◆ Exercise prompt: This exercise requires every record to be repeated exactly.
:: Data shown ::
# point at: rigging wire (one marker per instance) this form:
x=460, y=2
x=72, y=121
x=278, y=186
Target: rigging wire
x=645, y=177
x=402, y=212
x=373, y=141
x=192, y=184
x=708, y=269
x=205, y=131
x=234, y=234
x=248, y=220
:::
◆ Reply to the exercise:
# point at: rigging wire (one marker per instance) this form:
x=460, y=2
x=72, y=121
x=278, y=186
Target: rigging wire
x=645, y=177
x=402, y=212
x=373, y=141
x=192, y=184
x=708, y=269
x=205, y=131
x=234, y=234
x=248, y=220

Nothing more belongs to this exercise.